### Material for this exercise ###

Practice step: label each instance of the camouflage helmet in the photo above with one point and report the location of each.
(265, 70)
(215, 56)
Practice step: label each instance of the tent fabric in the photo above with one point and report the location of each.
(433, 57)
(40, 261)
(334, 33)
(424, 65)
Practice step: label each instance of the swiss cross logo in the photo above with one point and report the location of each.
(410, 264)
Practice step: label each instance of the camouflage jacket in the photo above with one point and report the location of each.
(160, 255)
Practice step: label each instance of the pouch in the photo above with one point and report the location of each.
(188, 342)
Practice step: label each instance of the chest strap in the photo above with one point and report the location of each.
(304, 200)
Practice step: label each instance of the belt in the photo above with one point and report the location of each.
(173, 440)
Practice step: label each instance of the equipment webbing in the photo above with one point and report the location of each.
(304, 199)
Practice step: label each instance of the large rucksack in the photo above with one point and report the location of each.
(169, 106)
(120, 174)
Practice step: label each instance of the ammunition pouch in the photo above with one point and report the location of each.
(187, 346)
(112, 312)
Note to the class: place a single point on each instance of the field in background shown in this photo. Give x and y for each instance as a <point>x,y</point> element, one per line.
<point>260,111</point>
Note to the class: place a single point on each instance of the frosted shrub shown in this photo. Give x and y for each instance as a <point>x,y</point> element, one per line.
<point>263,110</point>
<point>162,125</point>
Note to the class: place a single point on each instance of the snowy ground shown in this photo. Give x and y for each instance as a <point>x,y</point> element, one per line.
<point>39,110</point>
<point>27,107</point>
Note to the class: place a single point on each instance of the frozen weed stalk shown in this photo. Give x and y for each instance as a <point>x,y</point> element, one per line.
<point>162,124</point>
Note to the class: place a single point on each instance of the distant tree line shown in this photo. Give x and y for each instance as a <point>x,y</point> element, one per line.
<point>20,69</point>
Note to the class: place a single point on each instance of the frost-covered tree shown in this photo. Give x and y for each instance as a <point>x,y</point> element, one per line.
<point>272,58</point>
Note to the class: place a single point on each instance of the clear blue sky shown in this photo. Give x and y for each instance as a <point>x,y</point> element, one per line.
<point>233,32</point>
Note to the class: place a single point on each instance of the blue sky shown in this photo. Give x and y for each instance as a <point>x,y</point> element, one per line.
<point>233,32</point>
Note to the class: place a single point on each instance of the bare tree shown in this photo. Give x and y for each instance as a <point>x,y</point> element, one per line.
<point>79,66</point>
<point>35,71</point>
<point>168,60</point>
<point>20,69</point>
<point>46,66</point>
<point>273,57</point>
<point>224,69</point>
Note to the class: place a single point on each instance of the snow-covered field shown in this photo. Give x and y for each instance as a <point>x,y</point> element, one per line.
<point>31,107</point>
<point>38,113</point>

###

Stated problem:
Copy out every entry above again, swapping "Practice step" for "Training step" wherever it occurs and leaving the rest untouched.

Exercise result:
Training step: label each instance of the camouflage helmet in the photo above with one point and report the location of each.
(265, 70)
(215, 56)
Training step: label each instance of the tent fabric in the photo above with one point and report the location of each.
(433, 57)
(40, 261)
(334, 33)
(424, 65)
Training step: label each instance of the swiss cross logo in the photo above with one point and report the location of each.
(410, 264)
Training step: label each instance of the camouflage jacket in the photo above with one point and report the location of each.
(160, 255)
Training step: label each instance of the pouch in the photo above with one point and report the location of each.
(188, 342)
Training step: label each instance of the chest strap in the photo above with one point and report the location of each.
(304, 200)
Training step: label each instance of the belt in the photo above with one point and report the location of each.
(173, 440)
Training step: label each instance of the equipment webbing in the photo above with one point and report the location of each.
(304, 199)
Training step: label each instance of the large rucksack in the photo above with one point and report the location of each.
(169, 106)
(120, 174)
Training step: label each instance of the ammunition pouch in the photo above with one point and report the location of each.
(187, 346)
(112, 312)
Note to the class: place a single point on each instance of the field in background shown in this photo. Give x and y for each instance as a <point>x,y</point> element, one per line.
<point>260,111</point>
Note to the class: place a single point on each instance of the frosted shrub shown in this photo. Give x and y for each instance as a <point>x,y</point> element, one per line.
<point>263,110</point>
<point>162,125</point>
Note to the class: place a single point on each instance of the snowy ground shown in this photo. Give x and y for each instance as a <point>x,y</point> element, one per line.
<point>39,110</point>
<point>27,107</point>
Note to the class: place a single point on each instance of the frozen weed stalk shown in this photo. Give x and y for each instance as a <point>x,y</point> element, one per line.
<point>162,124</point>
Note to the class: place a single point on each instance of the distant tree line shown in this photo. Give x and y for each instance as a <point>x,y</point> element, one per line.
<point>20,69</point>
Note to the class: place a single point on each instance of the frost-covered tree shown in this photo. Give x and y for each instance as a <point>x,y</point> element, one per line.
<point>272,58</point>
Note to the class: place a single point on each instance of the clear blue sky shown in this photo. Give x and y for each instance as a <point>x,y</point> element, one per line.
<point>233,32</point>
Note to the class: place a single point on each instance of the blue sky shown in this photo. Give x and y for each instance as a <point>x,y</point> element, one per line.
<point>233,32</point>
Note to the class: place a single point on each instance of the bare tree shown in this photo. Give x and y for each instance as a <point>x,y</point> element, one per line.
<point>79,66</point>
<point>35,71</point>
<point>168,60</point>
<point>20,69</point>
<point>46,66</point>
<point>273,57</point>
<point>224,69</point>
Note to the class: place a single point on each instance of the snow-covered field shown in this photo. Give x and y for each instance as a <point>x,y</point> element, one per line.
<point>31,107</point>
<point>38,113</point>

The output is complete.